» ARTICLE
·····

Catastrophe is a British television sitcom first broadcast on 19 January 2015 on Channel 4. It is created, written by, and stars Sharon Horgan and Rob Delaney, who portray single people who become a couple after she unexpectedly becomes pregnant following a fling while he is visiting London on a business trip. Carrie Fisher, Ashley Jensen and Mark Bonnar play supporting characters in the series.

The show was renewed for a second series in January 2015 and began broadcasting from 27 October 2015, having been brought forward from its original schedule of early 2016. In July 2016, Catastrophe was renewed for a third and fourth series. The third series, which began broadcasting in the UK on 28 February 2017, comprises 6 episodes — which all became available in the United States on 28 April 2017, hosted by Amazon. The fourth and final series of the show began broadcasting on 8 January 2019; premiering on March 15, 2019, in the US.

For her performance in the show, Sharon Horgan was nominated for a BAFTA Award for Best Female Comedy Performance in 2016. Both Horgan and Delaney won the BAFTA TV Award for Best Writer: Comedy. The show was nominated for a Peabody Award. In July 2016, the show received a Primetime Emmy Award nomination for Outstanding Writing For a Comedy Series for Horgan and Delaney.

Synopsis
Irish primary school teacher Sharon is single and lives in London. She meets single American advertising executive Rob in a bar whilst he is visiting London on a business trip. They have a six-day fling and he returns to his home town, Boston. She discovers that she is pregnant by him. After she informs him of that, he moves to London and they become a couple. They marry shortly before she gives birth to their son. They later have a daughter.

Cast

Main
 Sharon Horgan as Sharon Morris
 Rob Delaney as Rob Norris

Recurring
 Ashley Jensen as Fran, Sharon's frenemy
 Mark Bonnar as Chris, Fran's husband
 Carrie Fisher as Mia Norris, Rob's mother (series 1–3)
 Frances Tomelty as Carol Morris, Sharon's mother
 Gary Lilburn as Des Morris, Sharon's father (series 1–3)

·····

» DATA SHOWN
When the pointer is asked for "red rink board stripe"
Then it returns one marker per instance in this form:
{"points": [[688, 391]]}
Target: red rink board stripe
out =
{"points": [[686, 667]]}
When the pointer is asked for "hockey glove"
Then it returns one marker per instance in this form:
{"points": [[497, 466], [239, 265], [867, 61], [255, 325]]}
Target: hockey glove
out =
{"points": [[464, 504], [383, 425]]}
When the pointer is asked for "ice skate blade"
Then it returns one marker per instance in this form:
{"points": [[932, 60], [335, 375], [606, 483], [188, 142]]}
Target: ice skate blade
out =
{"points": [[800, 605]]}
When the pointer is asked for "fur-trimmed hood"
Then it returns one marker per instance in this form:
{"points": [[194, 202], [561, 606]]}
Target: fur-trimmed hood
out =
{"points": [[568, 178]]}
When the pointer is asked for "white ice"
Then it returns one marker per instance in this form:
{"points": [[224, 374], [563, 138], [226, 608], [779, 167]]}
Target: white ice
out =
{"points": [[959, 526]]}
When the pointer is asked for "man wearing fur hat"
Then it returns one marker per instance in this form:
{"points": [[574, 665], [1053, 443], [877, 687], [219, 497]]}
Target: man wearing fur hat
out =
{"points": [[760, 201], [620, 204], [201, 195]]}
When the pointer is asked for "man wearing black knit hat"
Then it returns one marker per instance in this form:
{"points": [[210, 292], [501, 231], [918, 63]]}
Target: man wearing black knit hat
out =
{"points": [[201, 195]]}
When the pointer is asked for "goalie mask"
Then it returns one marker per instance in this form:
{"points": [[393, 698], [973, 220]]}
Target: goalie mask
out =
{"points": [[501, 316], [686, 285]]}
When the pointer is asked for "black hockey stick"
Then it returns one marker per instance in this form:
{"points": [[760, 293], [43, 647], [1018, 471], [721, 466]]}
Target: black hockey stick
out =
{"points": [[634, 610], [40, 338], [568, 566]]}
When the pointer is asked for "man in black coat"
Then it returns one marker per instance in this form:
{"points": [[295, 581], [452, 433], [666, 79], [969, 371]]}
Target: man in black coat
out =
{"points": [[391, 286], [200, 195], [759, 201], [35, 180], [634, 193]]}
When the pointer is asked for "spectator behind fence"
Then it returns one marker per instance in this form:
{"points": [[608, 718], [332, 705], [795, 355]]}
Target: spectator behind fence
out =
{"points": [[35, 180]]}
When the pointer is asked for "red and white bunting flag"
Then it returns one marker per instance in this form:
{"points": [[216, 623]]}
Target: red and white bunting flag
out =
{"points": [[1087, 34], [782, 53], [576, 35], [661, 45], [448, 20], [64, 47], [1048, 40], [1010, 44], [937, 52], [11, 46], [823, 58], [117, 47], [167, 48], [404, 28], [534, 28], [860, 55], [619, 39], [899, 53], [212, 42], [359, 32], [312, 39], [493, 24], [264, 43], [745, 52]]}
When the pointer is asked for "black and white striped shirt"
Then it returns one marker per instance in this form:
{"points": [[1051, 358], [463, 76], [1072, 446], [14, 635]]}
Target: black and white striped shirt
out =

·····

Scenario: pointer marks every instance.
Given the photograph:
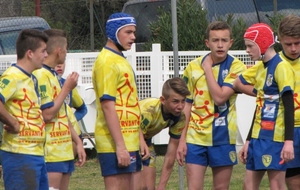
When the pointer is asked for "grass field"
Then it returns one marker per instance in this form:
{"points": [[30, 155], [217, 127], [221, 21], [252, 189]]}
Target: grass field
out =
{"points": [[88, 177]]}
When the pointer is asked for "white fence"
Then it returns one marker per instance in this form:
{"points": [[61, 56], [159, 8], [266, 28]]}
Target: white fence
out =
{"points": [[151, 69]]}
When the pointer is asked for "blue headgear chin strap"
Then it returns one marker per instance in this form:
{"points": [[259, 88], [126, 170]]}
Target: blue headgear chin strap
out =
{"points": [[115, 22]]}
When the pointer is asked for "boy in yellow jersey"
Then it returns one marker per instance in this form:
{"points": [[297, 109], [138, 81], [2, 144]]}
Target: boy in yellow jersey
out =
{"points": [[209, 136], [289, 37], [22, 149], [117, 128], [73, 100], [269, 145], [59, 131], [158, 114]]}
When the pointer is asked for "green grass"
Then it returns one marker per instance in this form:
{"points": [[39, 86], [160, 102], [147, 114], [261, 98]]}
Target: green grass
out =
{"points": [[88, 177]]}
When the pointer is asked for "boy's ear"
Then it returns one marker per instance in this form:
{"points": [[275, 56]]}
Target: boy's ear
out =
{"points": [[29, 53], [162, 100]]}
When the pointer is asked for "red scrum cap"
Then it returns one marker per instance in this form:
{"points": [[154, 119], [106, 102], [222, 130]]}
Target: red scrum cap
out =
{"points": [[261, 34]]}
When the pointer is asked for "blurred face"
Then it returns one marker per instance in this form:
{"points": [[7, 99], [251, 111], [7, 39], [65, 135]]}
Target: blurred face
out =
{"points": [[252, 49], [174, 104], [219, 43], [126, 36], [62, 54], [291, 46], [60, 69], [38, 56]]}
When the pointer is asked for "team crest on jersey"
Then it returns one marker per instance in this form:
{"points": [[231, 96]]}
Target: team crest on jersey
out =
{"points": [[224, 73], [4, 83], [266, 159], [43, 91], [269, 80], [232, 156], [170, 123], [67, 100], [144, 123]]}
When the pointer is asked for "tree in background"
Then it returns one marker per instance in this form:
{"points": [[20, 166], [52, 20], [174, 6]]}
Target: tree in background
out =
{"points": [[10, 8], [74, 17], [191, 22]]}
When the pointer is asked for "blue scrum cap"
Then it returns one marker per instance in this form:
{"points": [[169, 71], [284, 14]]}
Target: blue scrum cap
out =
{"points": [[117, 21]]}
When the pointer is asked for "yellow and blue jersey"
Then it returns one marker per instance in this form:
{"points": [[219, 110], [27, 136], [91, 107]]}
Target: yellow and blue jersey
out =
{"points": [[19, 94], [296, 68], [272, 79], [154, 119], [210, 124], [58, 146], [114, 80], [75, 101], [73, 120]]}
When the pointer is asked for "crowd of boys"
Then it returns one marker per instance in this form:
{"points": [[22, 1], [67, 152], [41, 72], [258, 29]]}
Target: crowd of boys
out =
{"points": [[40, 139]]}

·····

» BRIEF
From the article on Catastrophe, output the passage that begins at the words "For her performance" and stops after the words "Horgan and Delaney.", copied exactly.

» REPLY
For her performance in the show, Sharon Horgan was nominated for a BAFTA Award for Best Female Comedy Performance in 2016. Both Horgan and Delaney won the BAFTA TV Award for Best Writer: Comedy. The show was nominated for a Peabody Award. In July 2016, the show received a Primetime Emmy Award nomination for Outstanding Writing For a Comedy Series for Horgan and Delaney.